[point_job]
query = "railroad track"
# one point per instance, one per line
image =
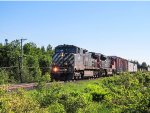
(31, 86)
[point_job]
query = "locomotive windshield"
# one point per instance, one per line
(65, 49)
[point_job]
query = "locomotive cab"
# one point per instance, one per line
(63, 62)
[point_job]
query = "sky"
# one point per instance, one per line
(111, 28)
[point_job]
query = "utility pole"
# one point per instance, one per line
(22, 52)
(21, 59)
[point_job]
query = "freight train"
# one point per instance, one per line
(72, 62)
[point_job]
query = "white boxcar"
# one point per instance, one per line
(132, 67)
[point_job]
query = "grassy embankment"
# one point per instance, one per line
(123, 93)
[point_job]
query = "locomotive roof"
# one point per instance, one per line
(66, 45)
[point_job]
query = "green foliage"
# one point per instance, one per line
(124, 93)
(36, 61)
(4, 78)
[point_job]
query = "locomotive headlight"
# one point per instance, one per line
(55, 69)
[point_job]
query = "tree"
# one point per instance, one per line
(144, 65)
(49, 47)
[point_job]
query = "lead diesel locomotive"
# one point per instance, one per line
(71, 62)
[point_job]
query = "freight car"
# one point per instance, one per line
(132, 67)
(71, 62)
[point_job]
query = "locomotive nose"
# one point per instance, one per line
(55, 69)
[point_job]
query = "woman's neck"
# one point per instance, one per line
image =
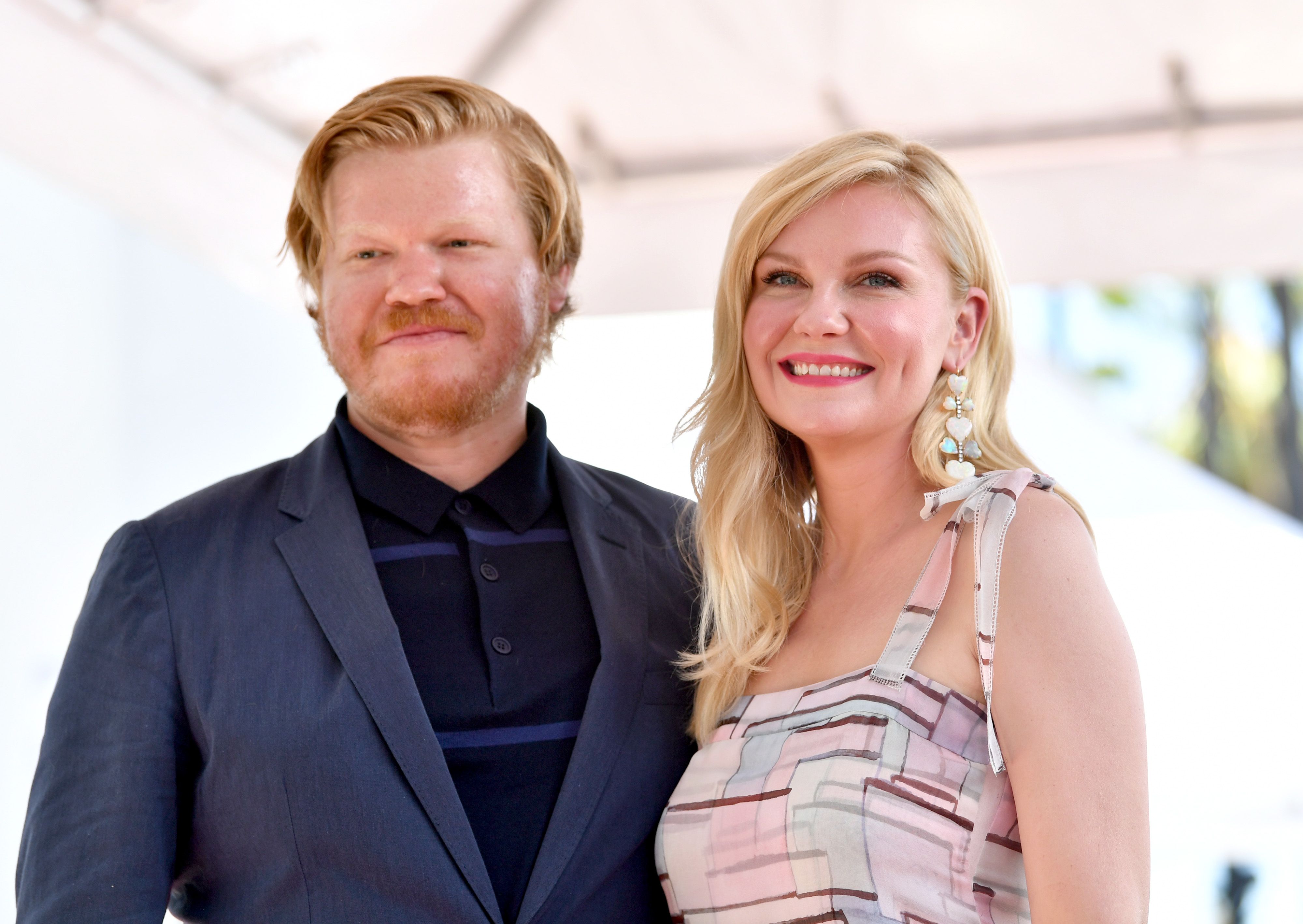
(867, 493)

YOUR GOAL
Your answer should be only the number of lines in the records that hold the word "locomotive".

EXPECTED ANSWER
6